Brief:
Put every line of the material below into a Markdown table with the columns "Row" and "Text," numbering the rows in order and skipping blank lines.

-- Start Records provided --

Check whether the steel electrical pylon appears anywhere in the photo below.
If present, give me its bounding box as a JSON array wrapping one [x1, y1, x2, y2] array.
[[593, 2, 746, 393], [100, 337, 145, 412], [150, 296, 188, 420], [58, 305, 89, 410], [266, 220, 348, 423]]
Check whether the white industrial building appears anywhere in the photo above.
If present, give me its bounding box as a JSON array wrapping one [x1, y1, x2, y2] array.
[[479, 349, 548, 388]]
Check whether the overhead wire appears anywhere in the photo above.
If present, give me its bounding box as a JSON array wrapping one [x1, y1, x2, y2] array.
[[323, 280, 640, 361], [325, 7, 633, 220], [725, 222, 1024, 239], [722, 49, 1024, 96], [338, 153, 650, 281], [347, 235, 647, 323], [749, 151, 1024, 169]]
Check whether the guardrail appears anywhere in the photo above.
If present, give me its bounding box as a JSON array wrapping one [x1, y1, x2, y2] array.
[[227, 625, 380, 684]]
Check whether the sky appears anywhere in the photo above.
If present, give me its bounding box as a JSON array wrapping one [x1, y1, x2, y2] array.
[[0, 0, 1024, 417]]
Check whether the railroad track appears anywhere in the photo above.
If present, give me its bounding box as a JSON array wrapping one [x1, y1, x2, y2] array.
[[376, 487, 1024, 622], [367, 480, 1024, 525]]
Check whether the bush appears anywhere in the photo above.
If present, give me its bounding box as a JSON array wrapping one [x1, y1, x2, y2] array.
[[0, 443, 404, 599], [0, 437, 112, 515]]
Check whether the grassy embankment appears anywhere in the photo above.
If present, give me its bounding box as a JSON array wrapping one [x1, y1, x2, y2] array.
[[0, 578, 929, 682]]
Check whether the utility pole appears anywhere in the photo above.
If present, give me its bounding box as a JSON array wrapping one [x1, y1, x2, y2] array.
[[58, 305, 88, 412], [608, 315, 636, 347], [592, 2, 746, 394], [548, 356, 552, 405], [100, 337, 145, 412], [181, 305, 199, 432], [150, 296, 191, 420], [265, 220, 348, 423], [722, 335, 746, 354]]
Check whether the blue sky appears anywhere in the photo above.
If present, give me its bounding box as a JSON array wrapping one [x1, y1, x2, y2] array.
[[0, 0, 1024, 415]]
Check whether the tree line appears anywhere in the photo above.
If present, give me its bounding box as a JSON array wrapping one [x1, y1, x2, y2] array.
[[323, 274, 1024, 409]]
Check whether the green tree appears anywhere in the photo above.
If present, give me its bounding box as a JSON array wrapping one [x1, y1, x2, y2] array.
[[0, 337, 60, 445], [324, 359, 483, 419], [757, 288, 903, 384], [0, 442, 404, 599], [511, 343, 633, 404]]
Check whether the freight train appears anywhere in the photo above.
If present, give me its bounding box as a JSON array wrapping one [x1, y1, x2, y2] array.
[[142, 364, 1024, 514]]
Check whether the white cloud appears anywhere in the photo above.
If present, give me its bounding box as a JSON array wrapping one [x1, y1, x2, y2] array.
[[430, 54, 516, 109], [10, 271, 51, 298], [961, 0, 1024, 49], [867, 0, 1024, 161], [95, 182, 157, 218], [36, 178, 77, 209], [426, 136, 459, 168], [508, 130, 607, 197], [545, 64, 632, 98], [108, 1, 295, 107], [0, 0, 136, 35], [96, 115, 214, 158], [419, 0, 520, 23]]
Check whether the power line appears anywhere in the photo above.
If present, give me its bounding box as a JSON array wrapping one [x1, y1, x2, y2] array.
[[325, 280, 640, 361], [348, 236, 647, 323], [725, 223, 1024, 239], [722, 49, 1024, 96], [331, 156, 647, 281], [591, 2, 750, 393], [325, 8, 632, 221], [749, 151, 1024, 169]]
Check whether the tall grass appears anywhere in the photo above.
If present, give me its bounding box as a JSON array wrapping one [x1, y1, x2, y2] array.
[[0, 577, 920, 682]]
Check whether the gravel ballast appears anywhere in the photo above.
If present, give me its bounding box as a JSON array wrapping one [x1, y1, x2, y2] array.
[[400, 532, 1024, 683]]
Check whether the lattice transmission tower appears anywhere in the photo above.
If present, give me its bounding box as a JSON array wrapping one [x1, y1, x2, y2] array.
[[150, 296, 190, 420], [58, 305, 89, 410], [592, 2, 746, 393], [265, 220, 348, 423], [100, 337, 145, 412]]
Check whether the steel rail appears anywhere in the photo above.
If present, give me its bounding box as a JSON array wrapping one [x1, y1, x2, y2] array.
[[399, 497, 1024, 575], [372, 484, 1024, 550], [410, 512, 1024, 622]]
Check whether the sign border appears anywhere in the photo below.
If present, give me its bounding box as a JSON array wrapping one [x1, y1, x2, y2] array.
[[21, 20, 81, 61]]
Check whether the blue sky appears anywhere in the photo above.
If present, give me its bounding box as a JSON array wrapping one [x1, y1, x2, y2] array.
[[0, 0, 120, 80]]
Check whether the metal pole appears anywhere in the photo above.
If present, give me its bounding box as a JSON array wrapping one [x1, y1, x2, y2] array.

-- End Records provided --

Answer to the problem:
| Row | Text |
|---|---|
| 1 | Check whether the steel electrical pylon appears anywhere in the photo below. |
| 2 | If present, give me its bounding box as a JSON array wrapping one [x1, y1, x2, y2] array. |
| 3 | [[593, 2, 746, 393], [100, 337, 145, 412], [150, 296, 188, 420], [58, 305, 89, 410], [266, 220, 348, 423]] |
| 4 | Check whether the white industrial building appears anywhere in the photo above. |
| 5 | If present, give me its bounding box as a JSON array wrapping one [x1, y1, x2, y2] array. |
| 6 | [[479, 349, 548, 388]] |
| 7 | Check whether the overhead wire appears anywhere in the photo above. |
| 8 | If present, give me its bounding box as a JSON array wrapping one [x1, y1, x2, y2] array. |
| 9 | [[323, 280, 640, 361], [325, 7, 633, 220], [725, 222, 1024, 239], [722, 49, 1024, 96], [338, 153, 650, 281], [347, 235, 647, 323], [749, 151, 1024, 169]] |
| 10 | Check whether the guardrail appears anywhere in the photo above. |
| 11 | If present, give me its bounding box as a JSON array wrapping one [x1, y1, x2, y2] array. |
| 12 | [[227, 625, 380, 684]] |
| 13 | Check whether the sky appears anywhere in the photo above. |
| 14 | If present, give me its bounding box as a JSON array wrapping one [x1, y1, x2, y2] array. |
| 15 | [[0, 0, 1024, 417]] |
| 16 | Check whether the railroad track appears anywhere in the photo above. |
| 17 | If present, give me its bounding box as a JSON array wrapping one [x1, y1, x2, y2] array. |
| 18 | [[376, 487, 1024, 622], [367, 480, 1024, 525]] |
| 19 | Check whether the bush appears anywhere in the photo above. |
| 20 | If present, give me its bounding box as a JSON array wrapping one [x1, y1, x2, y2] array. |
| 21 | [[0, 443, 404, 599], [0, 437, 112, 515]] |
| 22 | Check whether the grassy embankment appears anywhere in the photo above. |
| 23 | If present, give me its bounding box as a JSON array wrapping one [x1, y1, x2, y2] array. |
| 24 | [[0, 578, 929, 682]] |
| 25 | Check whether the utility pole appears anywhere in the photo above. |
| 26 | If present, give me its bounding box as a JSON array wrapping one [x1, y1, x2, y2] array. |
| 27 | [[58, 305, 88, 412], [608, 315, 636, 347], [592, 2, 746, 394], [548, 356, 552, 405], [100, 337, 145, 412], [181, 305, 199, 432], [150, 296, 191, 420], [265, 220, 348, 423], [722, 335, 746, 354]] |
| 28 | Check whether the blue sky appears anywhere in the photo above. |
| 29 | If present, give me its bounding box as a JSON array wrapping one [x1, y1, x2, y2] array. |
| 30 | [[0, 0, 1024, 415]] |
| 31 | Check whether the tree line appears anywhere in the photo above. |
| 32 | If present, give me its bounding box as a JSON array wrapping one [x1, y1, x2, y2] array. |
| 33 | [[323, 274, 1024, 409]] |
| 34 | Check whether the green tree appears anywhere in the photo above. |
| 35 | If present, give me its bounding box as a JSON array wrapping one [x1, y1, x2, y2] array. |
| 36 | [[0, 337, 60, 445], [324, 359, 483, 419], [757, 288, 903, 384], [0, 442, 404, 599], [511, 343, 633, 404]] |
| 37 | Check whether the freight train appears anywhere in the photo above. |
| 38 | If present, give me its bounding box as a JSON array wrapping one [x1, y1, x2, y2] array. |
| 39 | [[142, 364, 1024, 514]] |
| 40 | Check whether the white cloud appears anywhere in the photo above. |
| 41 | If present, give me its bounding box as a JSON array wrapping one [x1, y1, x2, y2] array. |
| 42 | [[430, 54, 516, 109], [10, 271, 51, 298], [961, 0, 1024, 49], [867, 0, 1024, 161], [95, 182, 157, 218], [36, 178, 77, 209], [426, 136, 459, 168], [508, 130, 607, 197], [545, 64, 632, 98], [108, 1, 295, 107], [0, 0, 136, 35], [96, 115, 214, 158], [419, 0, 520, 23]] |
| 43 | Check whether the power line appears anywhere in the photo above. |
| 44 | If present, give me its bounding box as a JSON array wrapping one [x1, y1, x2, y2] array. |
| 45 | [[325, 280, 640, 361], [348, 236, 647, 323], [725, 223, 1024, 239], [722, 49, 1024, 96], [331, 156, 647, 281], [591, 2, 750, 393], [325, 8, 632, 221], [749, 151, 1024, 169]] |
| 46 | Check whether the tall grass appears anywhere in the photo above. |
| 47 | If present, give me its bounding box as a JSON array wrapping one [x1, y1, x2, y2] array. |
| 48 | [[0, 577, 920, 682]] |
| 49 | Check whether the gravel ballast appears anywhere in the photo above. |
| 50 | If present, give me its bounding box as a JSON array wrapping one [x1, y1, x2, y2] array. |
| 51 | [[400, 532, 1024, 683]] |
| 52 | Check whether the lattice transmission tower appears anywhere in the photo above. |
| 53 | If present, give me its bounding box as a JSON array wrapping one [x1, y1, x2, y2] array. |
| 54 | [[150, 296, 190, 420], [58, 305, 89, 410], [592, 2, 746, 393], [265, 220, 348, 423], [100, 337, 145, 412]] |
| 55 | Check whether the steel rail appears anywhere in the photo above. |
| 56 | If present, give me its bounding box as a JSON array wrapping one [x1, y1, x2, y2] array. |
| 57 | [[399, 497, 1024, 575], [372, 484, 1024, 550], [410, 512, 1024, 622]] |
| 58 | Check whether the sign border appears anywhere in the photo below. |
| 59 | If present, give me its bounding box as a JSON array wrapping one [x1, y1, x2, y2] array. |
| 60 | [[21, 20, 81, 61]] |
| 61 | Check whether the blue sky appears anywhere in the photo above. |
| 62 | If present, give me its bounding box as a JSON array wrapping one [x1, y1, x2, y2] array. |
| 63 | [[0, 0, 120, 80]] |
| 64 | Check whether the metal pole appears anywhere in the photo above. |
| 65 | If present, give me its bounding box as a JSON array wrapping one [x1, y1, x2, y2] array. |